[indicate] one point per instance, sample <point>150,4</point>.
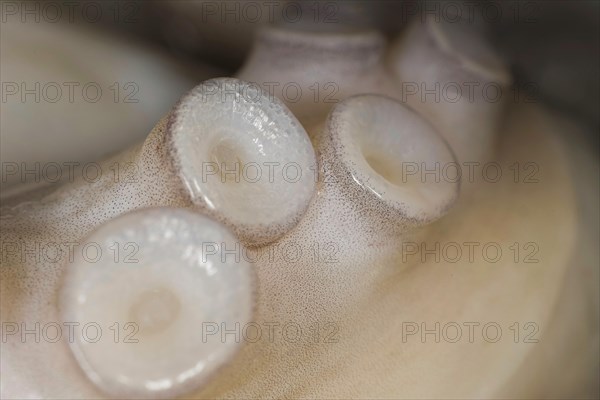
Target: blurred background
<point>83,79</point>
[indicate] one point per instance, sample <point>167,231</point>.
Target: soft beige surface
<point>370,293</point>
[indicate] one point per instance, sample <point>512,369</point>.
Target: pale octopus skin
<point>364,296</point>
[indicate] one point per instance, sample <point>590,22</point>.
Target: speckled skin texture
<point>356,288</point>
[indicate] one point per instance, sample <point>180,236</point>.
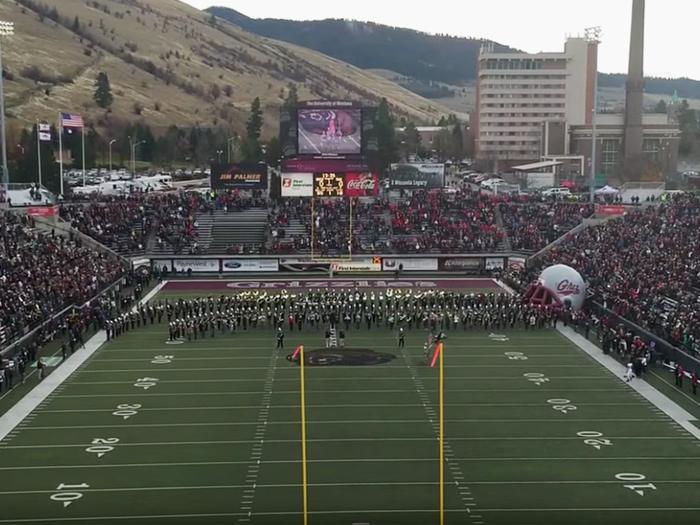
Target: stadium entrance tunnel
<point>343,357</point>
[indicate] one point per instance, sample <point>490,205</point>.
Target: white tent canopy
<point>607,190</point>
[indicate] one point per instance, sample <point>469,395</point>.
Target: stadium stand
<point>643,266</point>
<point>42,273</point>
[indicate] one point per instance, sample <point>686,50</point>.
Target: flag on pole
<point>44,132</point>
<point>69,120</point>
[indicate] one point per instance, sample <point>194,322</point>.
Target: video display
<point>330,131</point>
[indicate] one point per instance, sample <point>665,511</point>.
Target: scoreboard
<point>329,185</point>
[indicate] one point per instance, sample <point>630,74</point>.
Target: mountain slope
<point>413,54</point>
<point>410,53</point>
<point>168,63</point>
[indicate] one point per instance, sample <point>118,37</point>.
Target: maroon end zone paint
<point>305,284</point>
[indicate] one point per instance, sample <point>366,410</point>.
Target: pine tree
<point>253,127</point>
<point>386,137</point>
<point>292,99</point>
<point>103,92</point>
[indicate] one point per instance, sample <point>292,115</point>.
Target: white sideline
<point>25,406</point>
<point>656,398</point>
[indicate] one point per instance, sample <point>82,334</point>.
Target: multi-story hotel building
<point>519,94</point>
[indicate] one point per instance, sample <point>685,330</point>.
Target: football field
<point>208,432</point>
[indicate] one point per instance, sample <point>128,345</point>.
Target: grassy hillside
<point>168,63</point>
<point>421,59</point>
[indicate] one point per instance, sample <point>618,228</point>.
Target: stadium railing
<point>31,331</point>
<point>587,223</point>
<point>665,350</point>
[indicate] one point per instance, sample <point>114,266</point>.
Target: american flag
<point>71,121</point>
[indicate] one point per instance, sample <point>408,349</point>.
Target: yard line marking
<point>346,460</point>
<point>54,381</point>
<point>325,485</point>
<point>654,396</point>
<point>334,379</point>
<point>420,388</point>
<point>361,406</point>
<point>344,422</point>
<point>346,440</point>
<point>336,512</point>
<point>254,467</point>
<point>235,358</point>
<point>324,392</point>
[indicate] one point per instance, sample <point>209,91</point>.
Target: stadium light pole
<point>593,35</point>
<point>110,155</point>
<point>6,29</point>
<point>228,147</point>
<point>133,156</point>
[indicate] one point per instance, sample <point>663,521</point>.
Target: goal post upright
<point>304,482</point>
<point>441,432</point>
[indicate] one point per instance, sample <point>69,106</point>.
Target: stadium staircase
<point>245,227</point>
<point>505,244</point>
<point>204,229</point>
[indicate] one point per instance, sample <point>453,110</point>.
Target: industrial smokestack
<point>634,101</point>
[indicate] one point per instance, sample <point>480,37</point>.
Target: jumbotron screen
<point>326,131</point>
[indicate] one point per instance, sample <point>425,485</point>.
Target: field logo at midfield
<point>344,357</point>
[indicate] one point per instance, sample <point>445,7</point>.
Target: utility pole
<point>110,155</point>
<point>6,29</point>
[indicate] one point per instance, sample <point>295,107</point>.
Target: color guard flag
<point>44,132</point>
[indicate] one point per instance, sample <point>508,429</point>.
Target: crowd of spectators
<point>119,224</point>
<point>42,273</point>
<point>464,221</point>
<point>533,225</point>
<point>644,267</point>
<point>125,223</point>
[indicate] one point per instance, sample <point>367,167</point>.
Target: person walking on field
<point>280,338</point>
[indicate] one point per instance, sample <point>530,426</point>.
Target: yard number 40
<point>68,497</point>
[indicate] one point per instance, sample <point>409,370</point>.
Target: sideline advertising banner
<point>417,176</point>
<point>196,265</point>
<point>605,209</point>
<point>360,265</point>
<point>244,176</point>
<point>42,211</point>
<point>250,265</point>
<point>464,265</point>
<point>494,263</point>
<point>410,265</point>
<point>516,263</point>
<point>297,185</point>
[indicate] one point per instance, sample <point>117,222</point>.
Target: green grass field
<point>208,432</point>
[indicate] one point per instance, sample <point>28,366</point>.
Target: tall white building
<point>519,96</point>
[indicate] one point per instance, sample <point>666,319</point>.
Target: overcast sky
<point>531,25</point>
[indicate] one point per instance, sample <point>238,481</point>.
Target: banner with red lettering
<point>42,211</point>
<point>361,185</point>
<point>606,209</point>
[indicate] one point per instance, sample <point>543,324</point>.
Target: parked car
<point>558,192</point>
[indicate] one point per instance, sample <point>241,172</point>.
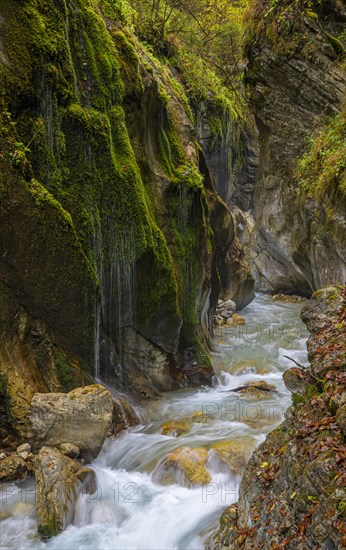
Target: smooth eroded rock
<point>81,417</point>
<point>13,468</point>
<point>232,454</point>
<point>59,482</point>
<point>24,448</point>
<point>184,466</point>
<point>175,428</point>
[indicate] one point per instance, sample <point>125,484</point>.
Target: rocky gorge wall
<point>296,81</point>
<point>112,239</point>
<point>292,494</point>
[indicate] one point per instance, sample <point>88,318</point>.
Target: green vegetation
<point>322,170</point>
<point>283,23</point>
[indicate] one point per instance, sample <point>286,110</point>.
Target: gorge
<point>144,178</point>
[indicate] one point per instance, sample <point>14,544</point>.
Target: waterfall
<point>114,309</point>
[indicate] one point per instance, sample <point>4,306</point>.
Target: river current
<point>129,510</point>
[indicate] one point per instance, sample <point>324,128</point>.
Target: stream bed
<point>129,510</point>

_Aim_: Please rewrite the items from the start through the line holding "<point>305,284</point>", inclusive, with requests included. Offset each answer coordinate by adding 110, keep the requests and their sample points unchanged, and leave the pictures out.

_Task output_:
[indicate] one point per instance, sample <point>150,4</point>.
Target: blurred background
<point>193,189</point>
[indicate] one point per instance, sample <point>167,231</point>.
Target: soft beige surface
<point>480,403</point>
[indicate] one point per instance, sample <point>512,369</point>.
Target: pale octopus skin
<point>474,406</point>
[indicate] one point per instance, sample <point>590,22</point>.
Target: speckled skin texture
<point>466,398</point>
[indicate] one point per instance, sample <point>180,236</point>.
Target: stadium entrance tunnel
<point>453,467</point>
[indicate] one point per instance, sample <point>490,205</point>.
Target: white tent canopy
<point>717,300</point>
[indicate] one point per instance, sample <point>469,395</point>.
Target: stadium stand
<point>753,376</point>
<point>152,383</point>
[indicate] one point per instance, sample <point>686,50</point>.
Target: flag on pole
<point>154,242</point>
<point>179,230</point>
[indicate] one point per instance, sample <point>194,322</point>.
Target: video display
<point>440,241</point>
[indicate] one point per instance, sample <point>665,511</point>.
Target: scoreboard
<point>439,295</point>
[indicate] one point per instance, sample <point>630,74</point>.
Target: mountain slope
<point>523,164</point>
<point>520,163</point>
<point>278,173</point>
[indicate] one point per instance, sample <point>118,37</point>.
Target: maroon end zone paint
<point>415,394</point>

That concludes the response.